STATED GOAL
Repeat the entire listing exactly.

-- start RECORDS PROVIDED --

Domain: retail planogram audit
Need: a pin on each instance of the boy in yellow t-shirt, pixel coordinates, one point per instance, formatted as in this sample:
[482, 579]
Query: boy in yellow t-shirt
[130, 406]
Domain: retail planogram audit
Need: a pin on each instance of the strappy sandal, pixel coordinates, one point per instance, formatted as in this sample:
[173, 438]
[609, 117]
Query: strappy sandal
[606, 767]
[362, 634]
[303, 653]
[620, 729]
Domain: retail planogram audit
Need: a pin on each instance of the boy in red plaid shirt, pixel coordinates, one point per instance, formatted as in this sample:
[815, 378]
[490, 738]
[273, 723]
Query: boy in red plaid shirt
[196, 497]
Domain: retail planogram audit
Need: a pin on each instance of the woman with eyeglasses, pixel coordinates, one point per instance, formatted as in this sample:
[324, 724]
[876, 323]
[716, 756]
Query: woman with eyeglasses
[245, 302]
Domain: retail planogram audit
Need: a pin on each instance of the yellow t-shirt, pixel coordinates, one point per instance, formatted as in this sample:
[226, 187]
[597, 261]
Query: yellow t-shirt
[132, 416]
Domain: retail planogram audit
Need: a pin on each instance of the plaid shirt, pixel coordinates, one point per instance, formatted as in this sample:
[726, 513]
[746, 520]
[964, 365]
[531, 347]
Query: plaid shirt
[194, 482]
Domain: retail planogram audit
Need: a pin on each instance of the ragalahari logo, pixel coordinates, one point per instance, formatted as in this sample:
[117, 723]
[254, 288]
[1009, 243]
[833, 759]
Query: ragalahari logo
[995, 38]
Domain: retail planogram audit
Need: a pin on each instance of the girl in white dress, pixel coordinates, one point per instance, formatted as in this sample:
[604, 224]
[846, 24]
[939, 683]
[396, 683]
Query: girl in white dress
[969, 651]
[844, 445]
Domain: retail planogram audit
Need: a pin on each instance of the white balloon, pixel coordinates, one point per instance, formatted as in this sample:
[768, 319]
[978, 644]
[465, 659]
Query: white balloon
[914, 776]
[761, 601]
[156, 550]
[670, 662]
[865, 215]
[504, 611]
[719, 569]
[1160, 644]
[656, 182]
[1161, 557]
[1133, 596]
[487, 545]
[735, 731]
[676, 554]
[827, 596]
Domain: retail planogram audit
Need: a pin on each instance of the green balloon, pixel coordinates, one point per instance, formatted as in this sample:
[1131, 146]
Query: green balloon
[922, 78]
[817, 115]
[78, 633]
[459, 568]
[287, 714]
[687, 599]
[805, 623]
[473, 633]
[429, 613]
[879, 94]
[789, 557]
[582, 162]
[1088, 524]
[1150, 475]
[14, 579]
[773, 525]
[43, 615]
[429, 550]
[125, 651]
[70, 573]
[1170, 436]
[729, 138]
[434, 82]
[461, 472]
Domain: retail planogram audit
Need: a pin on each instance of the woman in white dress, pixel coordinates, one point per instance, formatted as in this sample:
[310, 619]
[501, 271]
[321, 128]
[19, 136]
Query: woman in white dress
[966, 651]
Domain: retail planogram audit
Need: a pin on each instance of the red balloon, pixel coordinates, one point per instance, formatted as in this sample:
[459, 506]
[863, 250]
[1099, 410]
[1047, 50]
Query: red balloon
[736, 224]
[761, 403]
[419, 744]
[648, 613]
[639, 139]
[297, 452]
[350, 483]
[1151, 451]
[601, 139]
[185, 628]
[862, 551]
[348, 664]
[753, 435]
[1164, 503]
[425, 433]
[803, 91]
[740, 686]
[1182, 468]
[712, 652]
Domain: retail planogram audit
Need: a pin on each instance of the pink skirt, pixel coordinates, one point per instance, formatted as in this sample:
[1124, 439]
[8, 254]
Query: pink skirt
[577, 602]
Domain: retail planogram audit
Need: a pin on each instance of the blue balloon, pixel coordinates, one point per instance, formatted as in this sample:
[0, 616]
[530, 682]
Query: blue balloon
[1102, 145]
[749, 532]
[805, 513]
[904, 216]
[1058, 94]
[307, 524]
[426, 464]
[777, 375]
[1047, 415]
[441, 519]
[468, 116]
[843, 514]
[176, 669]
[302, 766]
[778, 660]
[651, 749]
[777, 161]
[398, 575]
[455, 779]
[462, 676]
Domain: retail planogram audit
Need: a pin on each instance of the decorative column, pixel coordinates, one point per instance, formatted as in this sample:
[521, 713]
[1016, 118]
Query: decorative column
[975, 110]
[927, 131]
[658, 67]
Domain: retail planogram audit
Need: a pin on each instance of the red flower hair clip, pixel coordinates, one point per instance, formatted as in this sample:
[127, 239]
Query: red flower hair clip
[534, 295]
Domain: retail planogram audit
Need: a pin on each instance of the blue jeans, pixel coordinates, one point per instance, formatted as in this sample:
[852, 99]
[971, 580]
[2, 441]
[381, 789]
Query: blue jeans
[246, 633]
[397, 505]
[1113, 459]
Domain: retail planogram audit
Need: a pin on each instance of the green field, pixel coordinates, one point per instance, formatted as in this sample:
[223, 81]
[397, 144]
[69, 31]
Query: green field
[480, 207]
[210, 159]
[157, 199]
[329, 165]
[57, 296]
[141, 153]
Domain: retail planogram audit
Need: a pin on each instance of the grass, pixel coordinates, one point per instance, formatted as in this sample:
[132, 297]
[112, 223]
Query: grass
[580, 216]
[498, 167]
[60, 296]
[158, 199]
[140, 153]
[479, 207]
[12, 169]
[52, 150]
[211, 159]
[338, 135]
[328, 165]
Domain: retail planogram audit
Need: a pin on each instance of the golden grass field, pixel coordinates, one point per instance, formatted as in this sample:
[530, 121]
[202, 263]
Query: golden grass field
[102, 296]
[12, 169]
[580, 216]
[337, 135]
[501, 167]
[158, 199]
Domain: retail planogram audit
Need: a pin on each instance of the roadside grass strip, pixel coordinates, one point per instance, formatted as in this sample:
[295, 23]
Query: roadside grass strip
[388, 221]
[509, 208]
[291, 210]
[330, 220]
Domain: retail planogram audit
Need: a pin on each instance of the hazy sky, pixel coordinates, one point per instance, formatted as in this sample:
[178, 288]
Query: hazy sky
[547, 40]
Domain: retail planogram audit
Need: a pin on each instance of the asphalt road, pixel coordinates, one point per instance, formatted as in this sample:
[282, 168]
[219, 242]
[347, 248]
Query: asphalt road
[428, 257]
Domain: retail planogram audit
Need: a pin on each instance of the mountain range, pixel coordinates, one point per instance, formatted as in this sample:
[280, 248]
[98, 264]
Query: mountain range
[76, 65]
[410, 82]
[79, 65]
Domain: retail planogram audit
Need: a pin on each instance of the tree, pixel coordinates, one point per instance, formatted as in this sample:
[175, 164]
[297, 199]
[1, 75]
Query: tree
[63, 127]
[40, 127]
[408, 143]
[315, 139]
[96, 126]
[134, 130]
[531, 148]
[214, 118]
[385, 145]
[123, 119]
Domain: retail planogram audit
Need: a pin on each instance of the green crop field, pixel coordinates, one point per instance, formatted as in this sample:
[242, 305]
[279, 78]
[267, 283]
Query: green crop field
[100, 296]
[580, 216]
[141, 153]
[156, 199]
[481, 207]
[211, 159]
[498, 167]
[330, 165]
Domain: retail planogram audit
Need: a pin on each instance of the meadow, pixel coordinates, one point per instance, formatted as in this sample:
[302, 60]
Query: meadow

-- end RECORDS PROVIDED --

OUTPUT FOR THIS TASK
Domain: retail planogram audit
Need: a pin on each instance of the boy in yellow t-shirt, pixel coordinates, one point per instance, formatted as in this sample:
[482, 579]
Query: boy in yellow t-shirt
[130, 406]
Domain: retail planogram audit
Need: a pin on each instance of the strappy sandal, pixel coordinates, one point per instance, formatted as in this sample:
[173, 438]
[609, 117]
Query: strappy sandal
[606, 767]
[362, 634]
[303, 653]
[620, 729]
Domain: retail planogram audit
Need: a pin on each instance of the boy in red plaid shirt, pixel coordinates, one point per instance, formatted as in this sample:
[815, 378]
[490, 738]
[273, 723]
Query: boy in red plaid shirt
[196, 497]
Domain: retail planogram audit
Need: a pin on each instance of the woman with eyeglasses, pixel coordinates, one point per instance, formatted as in this sample:
[324, 724]
[876, 323]
[716, 756]
Query: woman with eyeglasses
[245, 302]
Domain: retail planogram audit
Need: a pin on each instance of the yellow t-shirt, pixel coordinates, one point per instance, formatted as in this sample:
[226, 187]
[597, 261]
Query: yellow t-shirt
[132, 416]
Domain: retail planogram audit
Need: a pin on each instance of the plaid shirt, pixel coordinates, one point per instance, formatted as in this sample:
[726, 513]
[746, 520]
[964, 365]
[531, 347]
Query: plaid shirt
[194, 482]
Domain: retail planogram audit
Need: a pin on each instance of the ragalahari logo, pixel coordinates, one point per instance, formatted as in this sample:
[117, 723]
[254, 288]
[1009, 243]
[833, 759]
Query: ragalahari logo
[995, 38]
Domain: retail planogram audit
Need: a pin on each instance of the girl in white dress, pixel coordinates, one point per instance, formatted as in this sample:
[604, 224]
[846, 24]
[939, 683]
[396, 683]
Query: girl in white dress
[969, 651]
[844, 445]
Domain: retail planogram audit
Need: a pin on each instance of the white balloon, pixel coordinates, one point per instance, formatted as in this sample:
[768, 319]
[978, 644]
[465, 659]
Query: white balloon
[914, 776]
[761, 601]
[156, 550]
[670, 662]
[865, 215]
[504, 611]
[719, 569]
[1160, 644]
[656, 182]
[1161, 557]
[1133, 596]
[487, 545]
[735, 731]
[676, 554]
[827, 596]
Domain: retail planogram audit
Need: a pin on each instance of the green balloon, pixel coordinates, one point per instance, formatted as in this sample:
[1131, 146]
Query: green balloon
[922, 78]
[817, 115]
[78, 633]
[459, 568]
[287, 714]
[687, 599]
[805, 623]
[473, 633]
[429, 613]
[879, 94]
[789, 557]
[582, 162]
[1088, 524]
[1150, 475]
[14, 579]
[773, 525]
[43, 615]
[429, 550]
[125, 651]
[70, 573]
[1170, 436]
[729, 138]
[434, 82]
[461, 472]
Domain: retail planogram audit
Need: a pin on each instance of the woman in white dress, pixel coordinates, one point per instance, formatted as in this sample:
[310, 619]
[501, 271]
[321, 128]
[19, 136]
Query: woman in white dress
[966, 651]
Domain: retail planogram audit
Need: a pin on each instance of the red balloon, pixel coordinates, one point per instance, formatted as in this sample:
[459, 506]
[863, 250]
[1099, 410]
[1047, 50]
Query: red balloon
[736, 224]
[761, 403]
[419, 744]
[648, 613]
[639, 139]
[297, 452]
[350, 483]
[1151, 451]
[601, 139]
[185, 628]
[862, 551]
[348, 664]
[753, 435]
[1164, 503]
[425, 433]
[803, 91]
[740, 686]
[1182, 468]
[712, 652]
Domain: retail planogram audit
Need: a pin on each instance of the pink skirt, pixel coordinates, one point per instance, formatted as in this sample:
[1124, 439]
[8, 254]
Query: pink skirt
[577, 602]
Domain: retail planogram audit
Need: a pin on each instance of the blue balloon, pixel coordinates, one point per instance, formatted as in this sample:
[0, 616]
[530, 682]
Query: blue balloon
[1102, 145]
[749, 532]
[805, 513]
[904, 216]
[1058, 94]
[307, 524]
[426, 464]
[777, 375]
[1047, 415]
[441, 519]
[468, 116]
[843, 514]
[176, 669]
[302, 766]
[778, 660]
[651, 749]
[777, 161]
[398, 575]
[455, 779]
[462, 676]
Domain: retail planogram audit
Need: a pin on each instance of the decorative column, pixel coordinates, one point per instance, formatted as in this sample:
[521, 713]
[1016, 118]
Query: decorative column
[975, 110]
[927, 131]
[658, 67]
Domain: retail planogram audit
Need: a pin on each instance of the red flower hair clip, pixel coordinates, one point per instance, formatted as in this sample:
[127, 239]
Query: red flower hair clip
[534, 295]
Domain: retail planogram audit
Need: a pin on each instance of the blue jeans, pixel coordinates, one point per instance, formatted as in this sample:
[852, 99]
[971, 580]
[2, 441]
[381, 789]
Query: blue jeans
[246, 633]
[397, 505]
[1113, 459]
Domain: retail planogram audit
Need: a pin on each instance of the green field, pixel coordinates, one point per instance, formatted as in this sample:
[223, 81]
[397, 144]
[69, 31]
Query: green field
[480, 207]
[210, 159]
[157, 199]
[329, 165]
[57, 296]
[141, 153]
Domain: retail planogram audit
Need: a pin on each instance of the grass, pixel coordinates, one point per instance, formatted as in this sample:
[132, 297]
[112, 223]
Query: grass
[580, 216]
[498, 167]
[60, 296]
[158, 199]
[140, 153]
[479, 207]
[12, 169]
[52, 150]
[211, 159]
[338, 135]
[328, 165]
Domain: retail planogram audit
Need: a pin on each instance of the golden grass field, pixel coordinates, one point per instance, formatted as in this sample:
[530, 121]
[202, 263]
Query: golden grass field
[102, 296]
[12, 169]
[580, 216]
[337, 135]
[501, 167]
[158, 199]
Domain: retail planogram audit
Need: a pin on each instance of the roadside grass strip, pixel coordinates, one point per instance, formatted as in this sample:
[295, 23]
Query: roadside grass strip
[388, 221]
[509, 208]
[291, 210]
[330, 220]
Domain: retail planogram audit
Need: a pin on each instance of the hazy sky, pixel coordinates, one point per instance, formatted as in this sample:
[178, 288]
Query: hazy sky
[547, 40]
Domain: retail planogram audit
Need: a pin on each instance of the asphalt road, pixel coordinates, one point per instance, formatted as in this sample:
[282, 168]
[219, 242]
[347, 248]
Query: asphalt road
[428, 257]
Domain: retail planogram audit
Need: a pin on each instance of the mountain range, pixel coordinates, one point per instance, formatted as in this sample:
[280, 248]
[98, 264]
Query: mountain range
[76, 65]
[410, 82]
[79, 65]
Domain: retail planogram audit
Need: a pin on each instance of the tree, pixel coordinates, one point per instance, formatted as in this sample:
[175, 164]
[297, 199]
[1, 75]
Query: tree
[63, 127]
[40, 127]
[408, 143]
[315, 139]
[96, 126]
[134, 130]
[531, 148]
[214, 118]
[385, 145]
[123, 119]
Domain: retail planogram audit
Need: a pin on each instance of the green crop field, pixel coordinates, one point per instance, formatted as in this sample:
[242, 305]
[279, 78]
[267, 283]
Query: green crop field
[100, 296]
[580, 216]
[141, 153]
[156, 199]
[481, 207]
[211, 159]
[498, 167]
[330, 165]
Domain: retail planogram audit
Need: a pin on each instance of the meadow, pixel coordinates, one point per instance, formatted as in this sample:
[302, 60]
Query: meadow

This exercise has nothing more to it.